→ Given instruction 1
Copy the passage on the Blair government's policies from "How cool it" up to and including "promotion of multiculturalism.".

→ Excerpted passage
※

How cool it all seemed back in the early days of the first Blair administration, when the door of Number Ten was opened to the glitterati who had endorsed the return of New Labour, to swallow on behalf of the country hook, line and sinker every provision in the European Convention on Human Rights, as well as to set about fostering social inclusion and cohesion by the aggressive promotion of multiculturalism.
Several tube-bombings later -- plus the recent revelations that a thousand plus foreign criminals convicted and imprisoned for serious offences have been released into the community rather than made to leave, so as to obviate their needing to claim asylum to avoid deportation and thereby embarrass the government, plus recent surveys that reveal dangerously high levels of alienation among young British-born Muslims combined with the recent revelations about how that alienation might be being actively fomented by Muslim colleges they are attending on British university validated degree programmes -- have all combined to prompt the government to reconsider some of its previous policies in these adjacent areas.

※

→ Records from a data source
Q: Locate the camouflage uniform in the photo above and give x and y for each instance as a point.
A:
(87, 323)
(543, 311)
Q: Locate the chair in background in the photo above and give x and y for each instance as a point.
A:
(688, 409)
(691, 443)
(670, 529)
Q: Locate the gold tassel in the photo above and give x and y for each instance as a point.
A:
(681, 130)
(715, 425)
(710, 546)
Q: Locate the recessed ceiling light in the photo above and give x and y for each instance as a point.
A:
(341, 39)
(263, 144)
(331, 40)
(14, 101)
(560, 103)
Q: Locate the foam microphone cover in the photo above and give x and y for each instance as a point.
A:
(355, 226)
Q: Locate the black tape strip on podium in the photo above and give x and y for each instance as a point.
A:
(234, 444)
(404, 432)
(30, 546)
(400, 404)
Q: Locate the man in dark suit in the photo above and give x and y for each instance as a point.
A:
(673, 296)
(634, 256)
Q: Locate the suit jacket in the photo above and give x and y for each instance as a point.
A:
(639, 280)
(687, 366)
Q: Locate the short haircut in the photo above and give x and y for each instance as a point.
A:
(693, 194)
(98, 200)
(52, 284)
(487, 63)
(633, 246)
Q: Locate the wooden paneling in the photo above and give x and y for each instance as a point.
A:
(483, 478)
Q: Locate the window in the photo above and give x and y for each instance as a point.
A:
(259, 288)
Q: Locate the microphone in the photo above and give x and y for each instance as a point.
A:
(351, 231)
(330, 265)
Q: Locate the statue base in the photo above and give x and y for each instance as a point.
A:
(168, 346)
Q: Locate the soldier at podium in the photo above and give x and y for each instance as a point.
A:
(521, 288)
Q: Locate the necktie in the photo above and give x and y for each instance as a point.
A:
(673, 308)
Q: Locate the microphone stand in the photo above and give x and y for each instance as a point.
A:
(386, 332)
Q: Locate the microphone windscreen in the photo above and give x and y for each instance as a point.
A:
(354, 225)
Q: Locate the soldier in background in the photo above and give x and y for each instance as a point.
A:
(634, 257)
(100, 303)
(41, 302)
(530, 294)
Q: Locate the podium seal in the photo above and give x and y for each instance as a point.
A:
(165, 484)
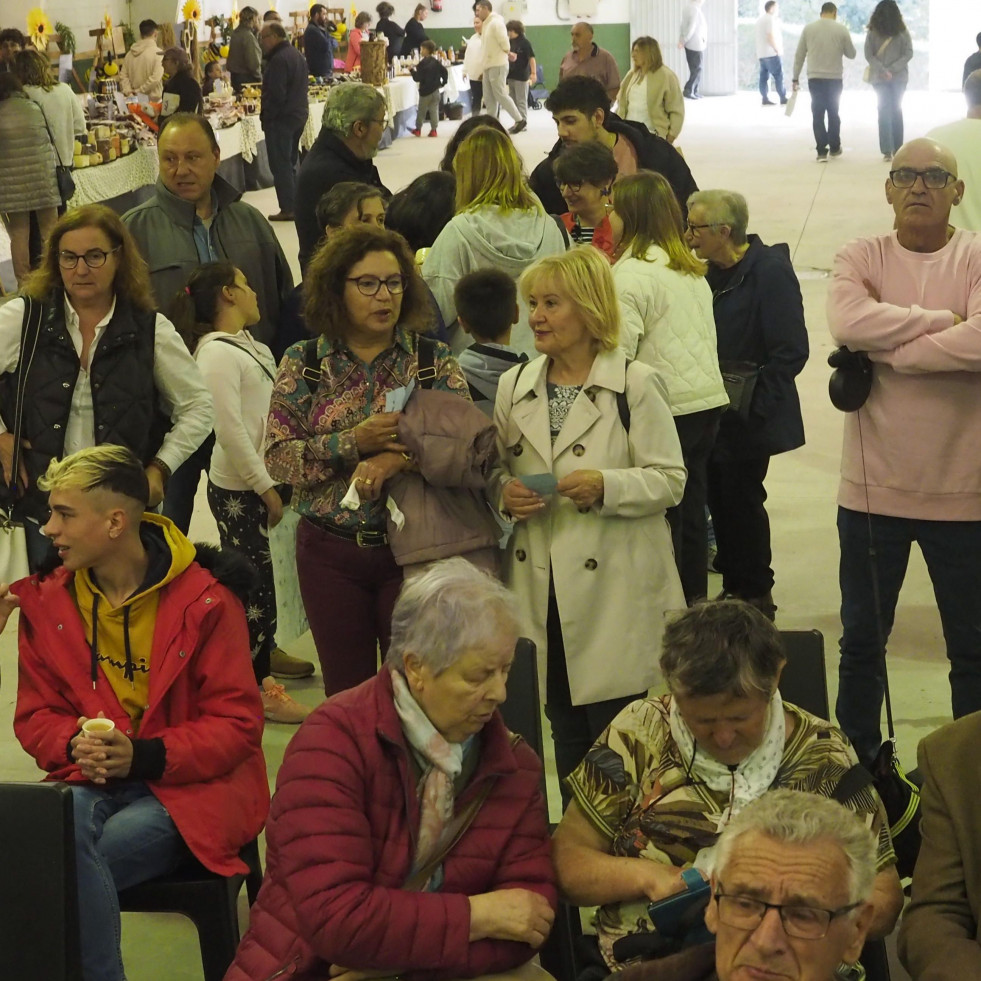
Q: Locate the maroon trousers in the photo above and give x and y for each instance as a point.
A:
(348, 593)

※

→ Given instruction 2
Repeat the lines of the records from the line with "Q: Locate the microphone windscreen" through the end of the records, leaving the pictures out of your answer.

→ Worked solution 1
How cool it all seemed back in the early days of the first Blair administration, when the door of Number Ten was opened to the glitterati who had endorsed the return of New Labour, to swallow on behalf of the country hook, line and sinker every provision in the European Convention on Human Rights, as well as to set about fostering social inclusion and cohesion by the aggressive promotion of multiculturalism.

→ Worked solution 2
Q: Locate the microphone windscreen in the photo above and give x and y for each instance as a point.
A:
(354, 225)
Q: Locate the soldier in background in the photo above and give x and y for each instance as a point.
A:
(634, 257)
(100, 303)
(41, 302)
(530, 294)
Q: Locate the podium seal in the photo above and give x and y for each instance as a point.
A:
(165, 484)
Q: Locate the maroon trousers in the photo above and give x and y for each instance as a point.
A:
(348, 593)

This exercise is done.